[Problem description] Set down every record below exactly as it appears, but without the pictures.

Stored dataset items:
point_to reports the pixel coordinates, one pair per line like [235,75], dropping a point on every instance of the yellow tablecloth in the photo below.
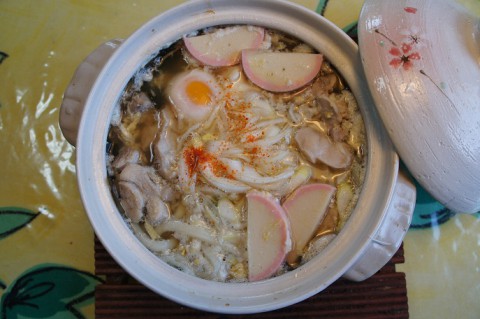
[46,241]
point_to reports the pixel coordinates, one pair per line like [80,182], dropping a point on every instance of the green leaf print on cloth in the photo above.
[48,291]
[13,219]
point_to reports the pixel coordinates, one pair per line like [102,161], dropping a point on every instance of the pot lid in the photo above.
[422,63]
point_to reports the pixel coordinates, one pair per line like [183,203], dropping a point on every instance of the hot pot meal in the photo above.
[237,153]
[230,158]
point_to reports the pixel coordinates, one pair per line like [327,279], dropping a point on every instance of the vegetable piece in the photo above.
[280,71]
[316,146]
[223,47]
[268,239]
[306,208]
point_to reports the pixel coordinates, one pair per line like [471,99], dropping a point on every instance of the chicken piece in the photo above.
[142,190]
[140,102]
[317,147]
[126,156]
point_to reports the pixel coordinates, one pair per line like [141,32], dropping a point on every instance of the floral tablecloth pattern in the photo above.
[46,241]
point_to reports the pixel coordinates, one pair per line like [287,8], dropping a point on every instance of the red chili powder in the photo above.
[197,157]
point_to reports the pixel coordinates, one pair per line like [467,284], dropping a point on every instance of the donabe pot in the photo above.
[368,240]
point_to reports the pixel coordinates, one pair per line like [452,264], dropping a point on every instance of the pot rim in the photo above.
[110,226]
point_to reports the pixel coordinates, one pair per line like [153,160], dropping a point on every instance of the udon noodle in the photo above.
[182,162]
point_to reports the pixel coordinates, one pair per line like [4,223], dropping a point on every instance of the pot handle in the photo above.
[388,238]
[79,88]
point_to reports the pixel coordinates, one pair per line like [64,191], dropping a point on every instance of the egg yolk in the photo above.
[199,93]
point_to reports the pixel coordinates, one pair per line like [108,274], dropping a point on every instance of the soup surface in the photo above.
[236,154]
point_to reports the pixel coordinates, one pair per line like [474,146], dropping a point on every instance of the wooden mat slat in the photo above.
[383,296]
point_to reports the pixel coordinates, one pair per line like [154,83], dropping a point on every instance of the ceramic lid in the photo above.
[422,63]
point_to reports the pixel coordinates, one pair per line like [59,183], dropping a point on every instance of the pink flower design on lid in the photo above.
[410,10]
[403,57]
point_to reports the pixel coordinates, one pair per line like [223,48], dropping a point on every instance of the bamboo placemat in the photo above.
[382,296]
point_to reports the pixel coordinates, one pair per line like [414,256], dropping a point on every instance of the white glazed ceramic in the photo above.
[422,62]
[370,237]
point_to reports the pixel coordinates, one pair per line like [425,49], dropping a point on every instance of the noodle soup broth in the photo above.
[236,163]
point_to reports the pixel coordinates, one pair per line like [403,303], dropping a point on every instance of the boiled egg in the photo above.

[Task answer]
point_to reports the pixel coordinates, one pair per line like [235,75], dropping a point on every instance of the yellow tablecloth in the photo below.
[46,241]
point_to reports the pixel coordinates, one pair per line like [80,182], dropping a point on every instance of the green leaf print on cloth in the photo above.
[48,291]
[13,219]
point_to reports the pixel coordinates, one pair per line like [102,161], dropping a point on every instance of the pot lid in the photo above.
[422,63]
point_to reports the pixel coordinates, one pair per line like [183,203], dropping a point on every instance of the hot pot meal in the photo above.
[237,153]
[230,158]
point_to reports the pixel coordinates, one pair per line like [327,279], dropping a point on every instance of the vegetable piece in the photo above.
[280,71]
[316,146]
[223,47]
[268,239]
[306,208]
point_to reports the pixel coordinates, one pair per line like [471,99], dropping a point on every instance of the chicken piece in the photo above.
[142,190]
[140,102]
[317,147]
[126,156]
point_to reports the pixel coordinates, one pair per line like [141,32], dropping a point on every instance of the floral tablecloth pattern in the photo above.
[46,241]
point_to reports the pixel coordinates, one pair per line like [287,8], dropping a point on every instance of the red chili powder in the photo above.
[197,157]
point_to reports the pixel coordinates, one pair per line like [467,284], dropping a point on every instance of the donabe pot in the photo above.
[368,240]
point_to reports the pixel coordinates, one pair per line like [452,264], dropping a point on every instance of the pot rim in the photo above.
[110,226]
point_to reports the pixel coordinates, one pair per line like [153,160], dropping a point on every instance of the udon noodle in the photo above.
[182,162]
point_to reports the pixel coordinates, one pair per line like [4,223], dropping a point on every instance of the pot handle in the photo above.
[388,238]
[79,88]
point_to reports the pixel coordinates, one pair per line like [64,191], dropping a point on every instance of the egg yolk in the photo above.
[199,93]
point_to reports the pixel coordinates, one pair per line like [108,274], dropping a point on every instance of the soup surface in the photo above.
[236,154]
point_to reports the pixel coordinates, one pair per line like [474,146], dropping a point on every instance of the wooden mat slat in the photo above.
[383,296]
point_to reports the pixel coordinates, one pair per line like [154,83], dropping a point on every instance of the ceramic lid in the photo above.
[422,63]
point_to reports the pixel coordinates, one pair per line like [59,183], dropping a point on every instance of the pink flower design on lid in the photo above.
[410,10]
[403,57]
point_to reports the pixel coordinates, one pair per line like [223,48], dropping a point on every instance of the bamboo placemat in the photo above.
[382,296]
point_to reports the pixel coordinates, one pair per line like [414,256], dropping a point on every instance of the white glazed ceramic in the photo above.
[422,62]
[370,237]
point_to reports the pixel coordinates, one pair per line like [425,49], dropping a point on every instance of the noodle soup broth in the photo above.
[236,163]
point_to reports the pixel coordinates, one pair per line like [403,303], dropping a point on every instance of the boiled egg in the photo above.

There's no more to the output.